Give back each entry unchanged, minus pictures.
---------- PROVIDED MATERIAL
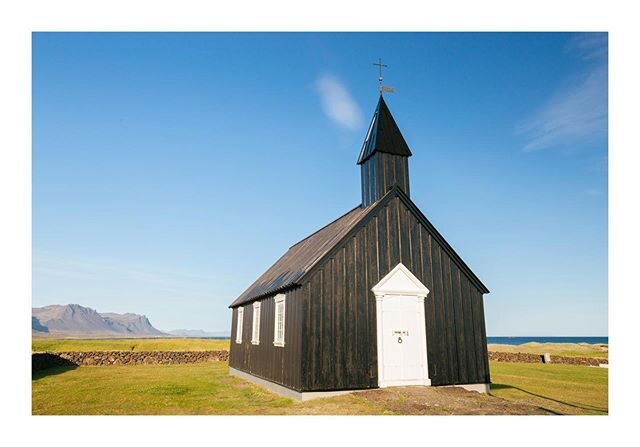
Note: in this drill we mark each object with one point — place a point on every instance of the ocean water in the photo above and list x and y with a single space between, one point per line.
521 340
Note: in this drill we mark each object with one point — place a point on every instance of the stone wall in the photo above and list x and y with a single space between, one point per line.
536 358
43 360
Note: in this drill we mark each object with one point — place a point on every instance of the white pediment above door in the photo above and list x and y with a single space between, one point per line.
400 281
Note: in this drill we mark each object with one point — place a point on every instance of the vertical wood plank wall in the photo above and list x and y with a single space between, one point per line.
380 172
339 332
279 364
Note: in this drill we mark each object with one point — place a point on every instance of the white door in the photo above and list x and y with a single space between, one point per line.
402 336
403 344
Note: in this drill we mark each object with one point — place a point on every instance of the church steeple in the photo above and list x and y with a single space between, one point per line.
384 157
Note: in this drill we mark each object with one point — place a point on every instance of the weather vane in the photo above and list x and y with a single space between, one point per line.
383 89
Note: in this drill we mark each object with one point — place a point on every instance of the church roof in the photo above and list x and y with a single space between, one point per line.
301 257
383 135
289 270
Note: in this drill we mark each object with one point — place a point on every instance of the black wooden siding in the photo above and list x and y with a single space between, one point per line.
339 349
380 172
279 364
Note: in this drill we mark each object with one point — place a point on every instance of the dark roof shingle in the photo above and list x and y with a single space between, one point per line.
300 257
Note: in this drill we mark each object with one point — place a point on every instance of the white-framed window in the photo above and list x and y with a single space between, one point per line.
239 325
255 330
278 333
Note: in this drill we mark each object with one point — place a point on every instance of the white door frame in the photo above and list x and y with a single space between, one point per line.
400 281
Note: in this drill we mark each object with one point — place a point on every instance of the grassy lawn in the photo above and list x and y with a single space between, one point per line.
206 388
564 349
565 389
155 344
202 388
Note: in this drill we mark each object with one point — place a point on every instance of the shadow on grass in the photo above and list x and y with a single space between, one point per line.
48 364
51 372
500 386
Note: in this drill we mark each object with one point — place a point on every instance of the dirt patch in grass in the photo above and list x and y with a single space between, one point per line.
442 401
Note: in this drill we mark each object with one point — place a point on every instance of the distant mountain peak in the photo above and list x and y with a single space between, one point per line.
74 319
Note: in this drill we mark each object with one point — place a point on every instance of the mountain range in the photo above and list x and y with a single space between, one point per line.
76 320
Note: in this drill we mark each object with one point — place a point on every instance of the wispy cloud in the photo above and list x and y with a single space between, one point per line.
577 112
107 269
589 46
337 102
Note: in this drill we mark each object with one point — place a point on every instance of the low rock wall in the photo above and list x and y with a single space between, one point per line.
44 360
521 357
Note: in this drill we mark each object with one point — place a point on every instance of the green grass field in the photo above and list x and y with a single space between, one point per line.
564 389
147 344
206 388
563 349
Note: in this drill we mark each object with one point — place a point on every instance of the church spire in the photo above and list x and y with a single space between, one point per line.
384 156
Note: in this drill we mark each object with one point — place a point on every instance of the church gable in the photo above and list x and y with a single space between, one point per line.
341 303
401 221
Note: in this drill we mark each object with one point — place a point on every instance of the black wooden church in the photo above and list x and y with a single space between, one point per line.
375 298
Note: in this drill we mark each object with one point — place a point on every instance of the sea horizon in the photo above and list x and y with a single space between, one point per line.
518 340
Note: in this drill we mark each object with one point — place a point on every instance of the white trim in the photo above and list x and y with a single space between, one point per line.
400 281
239 324
255 327
279 299
387 285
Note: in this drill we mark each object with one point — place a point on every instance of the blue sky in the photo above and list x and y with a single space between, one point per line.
170 170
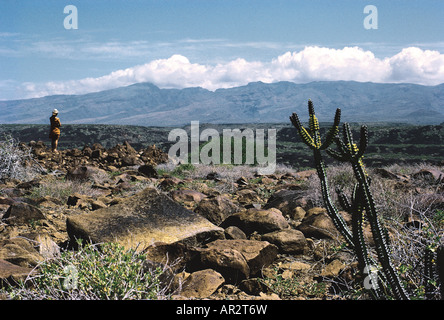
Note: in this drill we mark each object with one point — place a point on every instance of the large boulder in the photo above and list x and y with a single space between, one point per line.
142 220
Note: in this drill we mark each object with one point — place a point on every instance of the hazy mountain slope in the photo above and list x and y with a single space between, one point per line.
146 104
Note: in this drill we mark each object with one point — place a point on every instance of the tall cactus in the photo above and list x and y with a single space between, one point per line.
313 140
350 152
362 198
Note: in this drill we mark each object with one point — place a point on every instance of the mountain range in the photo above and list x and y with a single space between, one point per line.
148 105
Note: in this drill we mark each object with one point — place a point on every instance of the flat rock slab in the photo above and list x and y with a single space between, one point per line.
142 220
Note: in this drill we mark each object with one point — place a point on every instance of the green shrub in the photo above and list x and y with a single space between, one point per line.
105 272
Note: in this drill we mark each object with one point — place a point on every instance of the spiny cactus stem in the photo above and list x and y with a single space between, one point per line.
378 234
332 211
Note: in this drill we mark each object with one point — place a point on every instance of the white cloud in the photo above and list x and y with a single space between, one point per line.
412 65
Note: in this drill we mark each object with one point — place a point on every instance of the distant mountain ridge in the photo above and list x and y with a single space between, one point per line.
147 105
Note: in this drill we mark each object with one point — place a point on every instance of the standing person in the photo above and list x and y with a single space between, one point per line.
54 133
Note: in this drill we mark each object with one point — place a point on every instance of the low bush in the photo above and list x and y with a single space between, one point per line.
93 272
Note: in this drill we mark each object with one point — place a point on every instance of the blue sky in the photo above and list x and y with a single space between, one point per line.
214 43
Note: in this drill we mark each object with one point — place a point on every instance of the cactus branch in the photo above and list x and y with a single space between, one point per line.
313 141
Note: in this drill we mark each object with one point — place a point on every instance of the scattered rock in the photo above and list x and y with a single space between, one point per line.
258 254
429 174
286 201
288 241
202 284
233 232
261 221
20 252
230 263
176 255
148 171
216 209
333 269
317 224
185 195
22 213
11 273
248 196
--------------------
CORRECT RESULT
Note: in this drill we mark each object with one point — place a point on every instance of the ocean water in the photo above and list x and y with a single space between, one point per line.
521 340
Note: in this drill we mark each object with one point — place a point on every instance of the stone wall in the photo above and list x and y with a single space between, one point per line.
536 358
43 360
Note: in this drill we mark each object with one point — place a point on every instance of the white pediment above door in the photo above and list x and y with a single space between, one point per line.
400 281
Note: in this drill we mark each object with one point — place a point on every instance of the vertical wood plank wall in the photo above and list x and y with a single space between, one point per line.
380 172
339 332
279 364
Note: in this drill we mark each object with one point — place a point on every instance of the white door in the photo above and list x and y with a single space between, one point per line.
402 336
403 344
Note: in this drill we mark each object with one point — place a point on every instance of the church steeple in the photo above and list x and y with a single space between, one point per line.
384 157
Note: in this drill we mark each object with one point — place a point on every instance of the weather vane in the photo above and list x and y with a single space between, one point per line.
383 89
Note: in this drill we mark each object with one point — place a point on every instance of the church roof in the photo above and list x and y with a single space between, one point per line.
301 257
383 135
289 270
Note: in this drill we mark each object with one point — place a point on every instance of the black wooden siding in the photo above and list x and y with a single space between, one point per line.
339 349
380 172
279 364
Note: in this drill we mark each object with one point — place a point on every instance of the dark roof shingle in the photo above and list x and y with a single space between, one point per line.
300 257
Note: in this drill we mark each object with one point — place a point on every instance of the white-framed window in the photo above and list x and y with a single space between, one point per line.
239 325
255 330
278 333
Note: in this drill we mark each object with one point — place a point on every instance of the white door frame in the photo above and list x and y with a single space between, one point per line.
400 281
Note: in this drill we mark each object with one point — place a point on every instance of the grassy lawn in the photo above and list x and y with a single space between, one point per line.
206 388
564 349
565 389
155 344
202 388
Note: in this drill we mark each object with one point — place a point on every instance of the shadow on grass in the photo above and list x and y with a single space between, one point per line.
48 364
51 372
500 386
Note: in this drill we mark each object with one point — place a point on every instance of the dirt patch in grass in the photo above and list x and y with a single space between, one point per line.
442 401
Note: in this drill we mark each object with one point — place a point on every instance of the distant mountain peak in the photo above and list x and y with a single space between, one point per line.
74 319
Note: in this drill we mark each object with one point — place a point on every instance of the mountain range in the photo above and list x and y with a single space between, one point per line.
76 320
Note: in this drill we mark each object with one point — place a point on every instance of the wispy cloud in the photo above and list x and y with a single space between, one point per line.
577 112
107 269
589 46
337 102
Note: in this drill we mark each object with one point — place a point on every instance of the low rock wall in the photo above and list x and y with a single space between, one point per line.
44 360
521 357
Note: in this drill we mark each object with one point — place a point on every instance of the green grass field in the photo above and list x and y with a single space between, one point per line.
564 389
147 344
206 388
563 349
Note: in this drill we mark each object with one point — place a point on every instance of the church spire in the photo above and list x and y with a single space between, one point per line.
384 156
Note: in this drill we mark each object with one point — place a point on every instance of the church gable in the photo above and list x and y with a single space between, one point per line.
341 303
401 221
Note: in this drill we mark each object with one point — place a point on every instance of the black wooden church in the photo above and list x and y with a single space between, one point per line.
375 298
Note: in this drill we mark each object with one point — place a point on every instance of the sea horizon in the photo above and list x and y with a single space between, one point per line.
518 340
Note: in this drill we mark each object with one point — place a point on every instance of the white trim in the photo above and list x and y with a single space between, one point per line.
400 281
239 324
255 327
279 299
387 285
Note: in this drill we mark each object with one point — place a point on every instance of the blue sky in the photo above and list x and y with a single space between, one point per line.
170 170
Note: in this drill we mark each object with one point — place a point on every instance of the large boulder in the photo above and list x and y with a single space between, one point per line.
142 220
Note: in this drill we mark each object with one point — place a point on every instance of the hazy mountain slope in the photo above and list x and y with a single space between, one point per line.
146 104
Note: in this drill we mark each object with one point — place a point on every instance of the tall cactus in the photo above and list x and y with a single space between, one point per line.
313 140
350 152
362 198
Note: in this drill we mark each object with one point — place a point on every instance of the mountain range in the photo above and list x and y with a single space between, one point per line.
148 105
Note: in this drill we mark each object with one point — place a point on every instance of the flat rock slab in the photo above and list x and y with a single space between, one point per line.
142 220
Note: in this drill we mark each object with one point — place a point on every instance of the green shrub in the photo above and list x and y with a single space between, one point per line.
105 272
Note: in this drill we mark each object with one point — place a point on every instance of the spiny cactus stem in the photo above and list x and y with a single space between, one point per line.
378 234
332 211
Note: in this drill we mark each object with one point — place a point on every instance of the white cloud in the photo above and list x and y with a single space between, one point per line.
412 65
Note: in this drill we mark each object with one point — place a point on every instance of the distant mountain ridge in the photo above and list x and y with a single space between, one point per line.
147 105
Note: in this drill we mark each object with one point — place a point on every instance of the standing person in the photo above and list x and y with a single space between, one point per line.
54 133
Note: in this drill we mark each object with one point — place a point on every instance of the low bush in the photo above and list x and y with a single space between, one point per line.
93 272
Note: in this drill we mark each object with one point — place a point on every instance of the blue sky in the photo above and list x and y with a single space between, one point per line.
214 43
Note: in this drill we mark each object with one point — place a point on every instance of the cactus branch in the photo above and list x and y with a single space between, one point per line.
313 141
Note: in this drill we mark each object with one point — place a point on every instance of the scattered rock in the photo above and list x and y with a single space between, one point per line.
258 254
429 174
286 201
288 241
202 284
233 232
261 221
20 252
230 263
176 255
148 171
216 209
333 269
317 224
185 195
22 213
11 273
248 196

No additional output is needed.